**Supplied information**

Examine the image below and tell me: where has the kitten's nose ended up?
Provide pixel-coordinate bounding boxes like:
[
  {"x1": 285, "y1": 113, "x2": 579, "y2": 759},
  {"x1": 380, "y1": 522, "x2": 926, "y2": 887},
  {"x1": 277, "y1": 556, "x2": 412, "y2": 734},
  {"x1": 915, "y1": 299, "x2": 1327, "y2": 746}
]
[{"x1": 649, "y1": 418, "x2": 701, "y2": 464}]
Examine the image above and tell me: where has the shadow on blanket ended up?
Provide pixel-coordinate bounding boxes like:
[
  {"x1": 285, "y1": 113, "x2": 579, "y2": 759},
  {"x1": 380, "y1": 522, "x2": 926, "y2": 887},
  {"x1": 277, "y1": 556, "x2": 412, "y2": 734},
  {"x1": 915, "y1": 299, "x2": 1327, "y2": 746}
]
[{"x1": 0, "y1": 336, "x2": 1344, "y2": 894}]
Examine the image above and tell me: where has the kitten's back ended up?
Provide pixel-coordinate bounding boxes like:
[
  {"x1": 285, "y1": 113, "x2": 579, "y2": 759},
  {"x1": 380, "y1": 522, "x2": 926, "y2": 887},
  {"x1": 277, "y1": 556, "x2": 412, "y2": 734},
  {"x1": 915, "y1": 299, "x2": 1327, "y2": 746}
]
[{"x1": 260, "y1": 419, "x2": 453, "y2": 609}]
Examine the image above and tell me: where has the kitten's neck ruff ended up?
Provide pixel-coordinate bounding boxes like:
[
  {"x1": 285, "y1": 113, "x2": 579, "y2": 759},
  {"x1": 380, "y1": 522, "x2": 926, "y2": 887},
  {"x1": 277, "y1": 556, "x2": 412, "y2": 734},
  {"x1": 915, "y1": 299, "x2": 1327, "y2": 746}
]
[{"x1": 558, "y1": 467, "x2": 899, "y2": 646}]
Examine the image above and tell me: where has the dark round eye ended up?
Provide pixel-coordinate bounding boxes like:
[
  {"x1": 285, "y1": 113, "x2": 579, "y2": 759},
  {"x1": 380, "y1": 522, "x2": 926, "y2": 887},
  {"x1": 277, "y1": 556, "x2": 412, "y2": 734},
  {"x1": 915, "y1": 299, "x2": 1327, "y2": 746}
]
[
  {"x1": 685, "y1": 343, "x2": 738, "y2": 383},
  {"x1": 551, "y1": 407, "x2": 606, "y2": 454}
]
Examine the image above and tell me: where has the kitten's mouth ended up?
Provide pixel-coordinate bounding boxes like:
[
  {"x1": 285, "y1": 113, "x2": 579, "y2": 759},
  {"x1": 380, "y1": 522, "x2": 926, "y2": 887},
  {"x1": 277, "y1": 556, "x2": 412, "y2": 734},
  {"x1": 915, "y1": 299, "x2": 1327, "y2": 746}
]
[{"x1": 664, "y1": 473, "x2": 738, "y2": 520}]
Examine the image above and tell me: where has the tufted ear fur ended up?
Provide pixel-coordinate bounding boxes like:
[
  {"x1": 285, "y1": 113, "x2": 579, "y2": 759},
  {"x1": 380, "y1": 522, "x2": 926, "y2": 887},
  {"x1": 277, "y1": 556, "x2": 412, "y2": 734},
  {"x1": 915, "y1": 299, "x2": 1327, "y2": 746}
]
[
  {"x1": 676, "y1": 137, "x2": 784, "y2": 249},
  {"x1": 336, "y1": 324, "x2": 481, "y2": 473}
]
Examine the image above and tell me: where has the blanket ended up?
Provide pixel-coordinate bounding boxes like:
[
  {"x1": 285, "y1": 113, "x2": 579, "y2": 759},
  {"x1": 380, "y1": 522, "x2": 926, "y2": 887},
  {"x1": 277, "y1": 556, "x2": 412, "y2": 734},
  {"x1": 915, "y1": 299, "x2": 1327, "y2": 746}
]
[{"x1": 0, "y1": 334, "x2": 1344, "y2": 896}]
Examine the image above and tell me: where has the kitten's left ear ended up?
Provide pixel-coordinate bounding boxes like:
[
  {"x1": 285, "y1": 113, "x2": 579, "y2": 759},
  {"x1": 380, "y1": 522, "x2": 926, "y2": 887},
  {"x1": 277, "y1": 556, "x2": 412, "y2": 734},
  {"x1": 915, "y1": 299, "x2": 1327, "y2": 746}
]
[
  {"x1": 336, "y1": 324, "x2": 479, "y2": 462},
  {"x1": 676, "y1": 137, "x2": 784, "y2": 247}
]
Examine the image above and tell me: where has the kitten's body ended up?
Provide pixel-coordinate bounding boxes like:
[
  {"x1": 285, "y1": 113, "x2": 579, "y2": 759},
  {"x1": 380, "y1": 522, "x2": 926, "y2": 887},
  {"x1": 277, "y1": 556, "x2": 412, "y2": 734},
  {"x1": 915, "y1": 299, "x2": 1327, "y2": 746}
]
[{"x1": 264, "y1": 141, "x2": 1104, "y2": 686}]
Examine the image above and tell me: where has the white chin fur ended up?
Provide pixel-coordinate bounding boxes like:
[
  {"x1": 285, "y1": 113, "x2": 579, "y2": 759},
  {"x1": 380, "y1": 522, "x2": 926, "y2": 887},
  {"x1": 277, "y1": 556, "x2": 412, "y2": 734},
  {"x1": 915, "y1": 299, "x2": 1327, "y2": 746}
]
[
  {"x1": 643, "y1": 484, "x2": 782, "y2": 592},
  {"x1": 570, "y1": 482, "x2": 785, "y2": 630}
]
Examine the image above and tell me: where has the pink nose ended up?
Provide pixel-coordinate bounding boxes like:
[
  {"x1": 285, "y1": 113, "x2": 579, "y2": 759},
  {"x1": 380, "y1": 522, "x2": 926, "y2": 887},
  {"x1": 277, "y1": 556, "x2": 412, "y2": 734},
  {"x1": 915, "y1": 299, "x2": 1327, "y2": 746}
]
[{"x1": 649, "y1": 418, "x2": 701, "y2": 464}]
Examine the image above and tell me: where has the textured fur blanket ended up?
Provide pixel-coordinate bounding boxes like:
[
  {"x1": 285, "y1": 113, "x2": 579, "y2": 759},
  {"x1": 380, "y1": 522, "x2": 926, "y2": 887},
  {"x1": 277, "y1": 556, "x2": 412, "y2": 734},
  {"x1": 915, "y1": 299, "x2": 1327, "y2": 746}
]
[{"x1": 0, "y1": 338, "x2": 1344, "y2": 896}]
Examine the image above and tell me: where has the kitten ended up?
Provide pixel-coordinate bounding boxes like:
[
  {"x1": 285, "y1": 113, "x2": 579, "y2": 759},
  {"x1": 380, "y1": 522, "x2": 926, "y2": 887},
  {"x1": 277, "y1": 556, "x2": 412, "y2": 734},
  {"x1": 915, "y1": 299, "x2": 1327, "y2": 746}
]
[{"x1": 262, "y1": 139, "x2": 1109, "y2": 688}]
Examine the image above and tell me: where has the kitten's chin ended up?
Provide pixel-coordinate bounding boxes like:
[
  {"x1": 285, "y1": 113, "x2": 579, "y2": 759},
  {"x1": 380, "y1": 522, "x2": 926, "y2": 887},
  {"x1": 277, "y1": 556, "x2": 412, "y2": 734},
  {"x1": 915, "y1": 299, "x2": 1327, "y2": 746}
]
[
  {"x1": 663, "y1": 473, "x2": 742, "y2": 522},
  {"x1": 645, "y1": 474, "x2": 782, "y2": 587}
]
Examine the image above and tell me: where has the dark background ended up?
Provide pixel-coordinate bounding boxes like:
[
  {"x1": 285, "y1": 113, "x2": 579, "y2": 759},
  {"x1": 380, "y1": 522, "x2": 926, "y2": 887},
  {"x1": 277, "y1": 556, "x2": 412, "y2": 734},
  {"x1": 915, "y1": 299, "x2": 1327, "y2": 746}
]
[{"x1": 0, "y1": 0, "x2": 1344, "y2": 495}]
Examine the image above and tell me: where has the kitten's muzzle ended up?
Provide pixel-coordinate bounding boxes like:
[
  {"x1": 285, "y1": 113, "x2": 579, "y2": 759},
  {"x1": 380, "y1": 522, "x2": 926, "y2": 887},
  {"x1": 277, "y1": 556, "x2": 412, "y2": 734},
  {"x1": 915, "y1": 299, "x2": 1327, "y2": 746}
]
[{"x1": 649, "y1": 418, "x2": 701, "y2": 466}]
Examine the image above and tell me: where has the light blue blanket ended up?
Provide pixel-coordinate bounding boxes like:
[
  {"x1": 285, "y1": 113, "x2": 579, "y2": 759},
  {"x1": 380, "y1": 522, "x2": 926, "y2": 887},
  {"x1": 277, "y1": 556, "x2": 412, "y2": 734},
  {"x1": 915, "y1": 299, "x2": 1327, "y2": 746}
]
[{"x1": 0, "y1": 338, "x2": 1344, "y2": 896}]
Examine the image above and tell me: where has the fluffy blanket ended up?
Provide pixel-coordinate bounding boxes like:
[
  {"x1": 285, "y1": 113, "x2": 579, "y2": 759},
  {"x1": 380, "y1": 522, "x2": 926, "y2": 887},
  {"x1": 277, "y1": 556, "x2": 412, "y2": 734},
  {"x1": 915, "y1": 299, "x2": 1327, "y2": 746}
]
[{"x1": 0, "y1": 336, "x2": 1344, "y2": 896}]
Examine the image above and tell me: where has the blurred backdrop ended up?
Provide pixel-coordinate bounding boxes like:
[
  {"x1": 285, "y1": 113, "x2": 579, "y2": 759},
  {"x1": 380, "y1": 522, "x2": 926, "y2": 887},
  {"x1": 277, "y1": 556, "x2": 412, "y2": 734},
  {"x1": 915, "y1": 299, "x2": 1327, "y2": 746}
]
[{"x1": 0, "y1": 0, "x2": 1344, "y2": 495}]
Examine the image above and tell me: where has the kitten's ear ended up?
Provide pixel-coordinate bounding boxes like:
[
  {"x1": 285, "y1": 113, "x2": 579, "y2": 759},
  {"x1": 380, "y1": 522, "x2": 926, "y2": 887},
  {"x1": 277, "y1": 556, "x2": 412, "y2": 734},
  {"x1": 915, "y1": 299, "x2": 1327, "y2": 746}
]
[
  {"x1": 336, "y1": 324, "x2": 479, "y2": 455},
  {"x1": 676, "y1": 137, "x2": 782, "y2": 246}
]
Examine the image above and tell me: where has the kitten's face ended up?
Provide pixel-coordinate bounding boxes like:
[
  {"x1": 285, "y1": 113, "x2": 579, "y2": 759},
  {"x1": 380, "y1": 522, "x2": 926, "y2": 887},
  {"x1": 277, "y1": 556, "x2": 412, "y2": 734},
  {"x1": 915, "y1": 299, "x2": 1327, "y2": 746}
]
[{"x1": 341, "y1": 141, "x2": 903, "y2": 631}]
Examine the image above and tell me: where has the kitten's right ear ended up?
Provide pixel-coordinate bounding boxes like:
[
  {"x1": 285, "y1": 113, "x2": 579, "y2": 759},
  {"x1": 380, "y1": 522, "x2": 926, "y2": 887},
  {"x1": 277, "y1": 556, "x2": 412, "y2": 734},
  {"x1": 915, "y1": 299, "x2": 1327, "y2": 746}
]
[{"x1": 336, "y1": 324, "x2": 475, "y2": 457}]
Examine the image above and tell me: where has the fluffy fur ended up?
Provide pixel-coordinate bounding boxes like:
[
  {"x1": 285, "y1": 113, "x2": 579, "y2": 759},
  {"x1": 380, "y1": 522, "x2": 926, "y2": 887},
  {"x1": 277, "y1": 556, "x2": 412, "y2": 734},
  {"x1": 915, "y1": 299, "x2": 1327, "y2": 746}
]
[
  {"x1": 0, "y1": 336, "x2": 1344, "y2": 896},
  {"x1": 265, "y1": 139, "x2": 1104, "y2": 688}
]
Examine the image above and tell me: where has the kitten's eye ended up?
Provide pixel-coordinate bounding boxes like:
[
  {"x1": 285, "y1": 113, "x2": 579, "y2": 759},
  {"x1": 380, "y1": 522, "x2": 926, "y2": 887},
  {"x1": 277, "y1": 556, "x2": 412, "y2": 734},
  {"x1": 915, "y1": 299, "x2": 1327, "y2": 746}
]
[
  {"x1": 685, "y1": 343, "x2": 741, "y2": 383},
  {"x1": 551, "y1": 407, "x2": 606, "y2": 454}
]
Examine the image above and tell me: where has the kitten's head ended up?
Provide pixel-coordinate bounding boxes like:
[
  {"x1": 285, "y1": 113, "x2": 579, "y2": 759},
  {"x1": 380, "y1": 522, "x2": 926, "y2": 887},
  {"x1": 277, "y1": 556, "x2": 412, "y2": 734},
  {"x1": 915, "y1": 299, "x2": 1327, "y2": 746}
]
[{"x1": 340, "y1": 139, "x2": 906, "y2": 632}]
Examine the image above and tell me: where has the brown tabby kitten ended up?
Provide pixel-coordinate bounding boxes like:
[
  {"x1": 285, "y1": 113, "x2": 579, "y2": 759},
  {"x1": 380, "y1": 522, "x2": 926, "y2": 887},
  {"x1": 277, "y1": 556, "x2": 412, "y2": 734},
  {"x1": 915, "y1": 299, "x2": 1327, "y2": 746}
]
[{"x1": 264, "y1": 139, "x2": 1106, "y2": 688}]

**What to work on**
Rewrite every line, not only the answers, from the line with "head ended up?" through the end of the rows, multiplying each bounding-box pixel coordinate in the answers by 2.4 and rounding to whole numbers, halves up. Leave every other number unchanged.

**The solution**
Examine the image above and tell me: where has the kitten's head ended up?
Provide pixel-coordinate bounding boxes like:
[
  {"x1": 285, "y1": 113, "x2": 579, "y2": 759},
  {"x1": 380, "y1": 522, "x2": 926, "y2": 887},
  {"x1": 277, "y1": 556, "x2": 412, "y2": 734},
  {"x1": 915, "y1": 299, "x2": 1327, "y2": 746}
]
[{"x1": 816, "y1": 334, "x2": 2174, "y2": 1517}]
Examine the image above and tell me: where has the brown tabby kitten ended up?
Provide pixel-coordinate bounding boxes like:
[
  {"x1": 285, "y1": 113, "x2": 579, "y2": 759},
  {"x1": 380, "y1": 522, "x2": 926, "y2": 887},
  {"x1": 277, "y1": 556, "x2": 412, "y2": 734},
  {"x1": 915, "y1": 299, "x2": 1327, "y2": 746}
]
[{"x1": 634, "y1": 334, "x2": 2654, "y2": 1651}]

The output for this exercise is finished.